BRIEF A: Please translate this sentence from the arts education article into Spanish: "Among whites, childhood arts education dropped only five percent in the same time period."
BRIEF B: According to the arts education article, how many teachers and support staff have been laid off?

TEXT PASSAGE:
-- -- --
By Dennis M. Ayotte, Jr.
La Prensa de San Antonio

SAN ANTONIO — Low-income children, particularly black and Hispanic kids, are suffering the most from a decline in childhood arts education after state lawmakers slashed more than $4 billion from education this school year — one of the largest cuts in state history — and more than 12,000 teachers and support staff have been laid off.

In the most recent government study, more than 50 percent of young black adults surveyed in 1982 said they received a childhood arts education compared to 26 percent in 2008, a 49 percent drop and the largest among all race groups.

Among whites, childhood arts education dropped only five percent in the same time period.

The findings, released by the National Endowment for the Arts (NEA), give merit to the idea that budget cuts affecting arts programs are heavily concentrated in black and Hispanic school districts.

“We are the majority of San Antonio but the minority of the art schools. We are the majority of San Antonio but the minority in the graduate programs with the Arts and Letters,” Dr. Eduardo Jiménez Mayo said.

“So one has to ask oneself what is happening here,” he adds.
-- -- --
DATA SECTION:

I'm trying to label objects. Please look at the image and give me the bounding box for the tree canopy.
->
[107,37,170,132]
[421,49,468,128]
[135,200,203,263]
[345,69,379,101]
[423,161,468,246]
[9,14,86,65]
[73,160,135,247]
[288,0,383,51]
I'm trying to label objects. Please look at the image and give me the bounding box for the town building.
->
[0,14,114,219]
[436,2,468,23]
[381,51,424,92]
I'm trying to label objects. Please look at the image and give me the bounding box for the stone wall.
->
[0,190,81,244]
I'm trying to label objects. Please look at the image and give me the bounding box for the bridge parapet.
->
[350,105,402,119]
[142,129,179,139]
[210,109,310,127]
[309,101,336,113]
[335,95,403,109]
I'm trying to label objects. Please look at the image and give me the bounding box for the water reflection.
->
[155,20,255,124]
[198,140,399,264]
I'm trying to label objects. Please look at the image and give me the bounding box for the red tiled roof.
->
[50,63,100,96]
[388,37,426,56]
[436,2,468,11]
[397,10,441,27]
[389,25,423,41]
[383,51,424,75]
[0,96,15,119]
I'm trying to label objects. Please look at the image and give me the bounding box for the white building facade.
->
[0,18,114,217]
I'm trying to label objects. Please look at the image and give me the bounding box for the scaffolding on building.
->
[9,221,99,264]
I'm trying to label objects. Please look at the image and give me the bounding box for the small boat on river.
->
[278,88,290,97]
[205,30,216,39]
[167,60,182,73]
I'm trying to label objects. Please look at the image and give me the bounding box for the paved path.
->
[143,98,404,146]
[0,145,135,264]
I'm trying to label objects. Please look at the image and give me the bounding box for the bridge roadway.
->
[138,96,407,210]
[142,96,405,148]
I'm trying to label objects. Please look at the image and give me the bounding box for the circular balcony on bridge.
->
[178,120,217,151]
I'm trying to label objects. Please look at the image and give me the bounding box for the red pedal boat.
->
-- -- --
ANSWER SECTION A: Entre los blancos, la educación artística infantil disminuyó solo un cinco por ciento en el mismo período.

ANSWER SECTION B: More than 12,000.